Politologueadores
Desde que abrimos los ojos y encendemos la radio, la televisión o las pantallas de computadoras o celulares, tenemos un menú muy restringido y uniforme de visiones. La información noticiosa profesional y seria ha prácticamente desaparecido, y el campo ha sido ocupado por las peroratas de “figuras de los medios”, que deshonran a los periodistas al hacerse pasar por ellos, y “talentos” que representan el bipartidismo de siempre con lazos activos con las esferas tradicionales de poder político y económico. A estos se les unen los agentes de un nuevo oficio, los hombres (casi todos) y mujeres que “politologuean” ensartando arengas y preguntas de sainete a sus invitados políticos y empresariales pretendiendo hablar en nombre del pueblo. Es importante señalar, pues forman multitud los engañados, que muchos de los invitados pagan directa o indirectamente por el tiempo en el aire.

Líneas mostradas:
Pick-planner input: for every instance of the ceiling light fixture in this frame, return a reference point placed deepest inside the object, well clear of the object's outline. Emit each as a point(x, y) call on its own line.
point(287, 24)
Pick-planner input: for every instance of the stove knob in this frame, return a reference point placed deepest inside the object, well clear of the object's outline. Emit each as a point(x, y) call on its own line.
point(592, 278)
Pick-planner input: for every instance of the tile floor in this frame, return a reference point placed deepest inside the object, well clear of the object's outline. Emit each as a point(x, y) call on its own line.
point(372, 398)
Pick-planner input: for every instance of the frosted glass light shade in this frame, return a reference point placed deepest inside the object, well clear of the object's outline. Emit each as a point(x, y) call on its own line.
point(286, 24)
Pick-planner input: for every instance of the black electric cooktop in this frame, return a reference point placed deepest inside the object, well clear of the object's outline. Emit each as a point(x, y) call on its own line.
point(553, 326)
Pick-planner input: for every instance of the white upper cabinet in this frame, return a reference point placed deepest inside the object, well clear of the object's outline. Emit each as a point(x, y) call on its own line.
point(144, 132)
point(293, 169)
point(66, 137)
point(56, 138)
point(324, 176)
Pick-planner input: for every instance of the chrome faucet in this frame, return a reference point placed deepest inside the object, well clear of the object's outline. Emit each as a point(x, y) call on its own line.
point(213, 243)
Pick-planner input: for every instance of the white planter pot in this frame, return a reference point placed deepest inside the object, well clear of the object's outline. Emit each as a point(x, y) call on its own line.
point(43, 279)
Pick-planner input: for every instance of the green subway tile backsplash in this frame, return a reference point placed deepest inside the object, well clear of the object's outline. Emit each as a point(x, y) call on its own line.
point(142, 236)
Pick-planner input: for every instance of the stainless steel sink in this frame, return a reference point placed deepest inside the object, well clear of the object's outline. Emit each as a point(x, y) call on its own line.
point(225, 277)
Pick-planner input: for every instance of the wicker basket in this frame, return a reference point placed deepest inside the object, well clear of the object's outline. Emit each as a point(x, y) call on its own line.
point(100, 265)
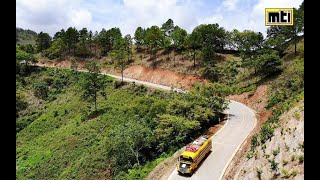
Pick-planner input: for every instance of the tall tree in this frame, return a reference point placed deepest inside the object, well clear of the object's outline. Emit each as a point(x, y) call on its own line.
point(128, 45)
point(168, 27)
point(211, 39)
point(139, 37)
point(72, 37)
point(119, 53)
point(92, 83)
point(193, 42)
point(178, 36)
point(154, 39)
point(43, 41)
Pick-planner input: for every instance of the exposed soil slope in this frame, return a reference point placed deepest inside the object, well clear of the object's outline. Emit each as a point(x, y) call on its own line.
point(286, 148)
point(139, 72)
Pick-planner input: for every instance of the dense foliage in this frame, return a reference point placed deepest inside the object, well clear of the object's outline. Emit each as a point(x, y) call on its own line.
point(63, 138)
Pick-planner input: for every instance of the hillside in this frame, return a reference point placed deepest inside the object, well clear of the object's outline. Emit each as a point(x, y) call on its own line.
point(60, 136)
point(272, 101)
point(283, 155)
point(24, 37)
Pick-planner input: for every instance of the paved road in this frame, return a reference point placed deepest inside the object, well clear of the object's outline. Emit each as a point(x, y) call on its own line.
point(225, 143)
point(149, 84)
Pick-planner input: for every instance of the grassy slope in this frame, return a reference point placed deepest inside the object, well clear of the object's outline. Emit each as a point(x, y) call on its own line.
point(58, 141)
point(26, 36)
point(285, 91)
point(63, 146)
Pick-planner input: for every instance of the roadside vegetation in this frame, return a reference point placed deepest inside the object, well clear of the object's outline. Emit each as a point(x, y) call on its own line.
point(71, 124)
point(64, 132)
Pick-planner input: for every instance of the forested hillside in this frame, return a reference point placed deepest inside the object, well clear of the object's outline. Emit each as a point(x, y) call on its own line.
point(77, 125)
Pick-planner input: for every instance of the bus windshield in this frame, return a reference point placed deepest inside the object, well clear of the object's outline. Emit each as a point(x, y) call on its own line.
point(186, 159)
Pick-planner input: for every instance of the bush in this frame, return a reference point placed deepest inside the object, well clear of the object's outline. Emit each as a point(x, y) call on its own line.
point(259, 172)
point(268, 64)
point(285, 173)
point(301, 158)
point(255, 141)
point(41, 89)
point(294, 172)
point(118, 84)
point(266, 132)
point(275, 152)
point(274, 165)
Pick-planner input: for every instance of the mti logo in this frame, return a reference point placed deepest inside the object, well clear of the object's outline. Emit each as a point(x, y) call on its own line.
point(279, 16)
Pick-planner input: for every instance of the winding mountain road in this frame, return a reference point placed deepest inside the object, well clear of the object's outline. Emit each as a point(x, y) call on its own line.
point(225, 143)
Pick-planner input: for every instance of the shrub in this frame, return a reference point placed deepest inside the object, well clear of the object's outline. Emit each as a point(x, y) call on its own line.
point(301, 158)
point(259, 172)
point(275, 152)
point(285, 173)
point(266, 132)
point(268, 64)
point(255, 141)
point(274, 165)
point(41, 89)
point(294, 172)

Enunciado: Prolonga el texto sobre los politologueadores de los medios, empezando justo después de su última oración.

Respuesta:
La tónica de los que “politologuean” ha invadido la mayoría de la oferta mediática y, en mayor o menor medida, desde el locutor de noticias hasta los abogados, profesores y reporteros que participan de las muchas horas de programación diaria, comparten esta práctica. Todo o casi todo se ha convertido en un espectáculo, pero también en un negocio, y se concibe como un entretenimiento y, simultáneamente, como publicidad.
Los protagonistas del empresarismo mediático justifican militantemente estas formas de gestión. Dentro de sus filas hay fanáticos (con frecuencia comprados de diversas maneras) de las únicas alternativas. Es común ver y escuchar al abogado o al profesor “politoguear” ridiculizando las posiciones divergentes, que apenas tienen representación en sus programas, a grito pelado, con voces alteradas que frecuentemente imitan una mujer, el llanto de un niño, la conducta de un loco o de un desesperado.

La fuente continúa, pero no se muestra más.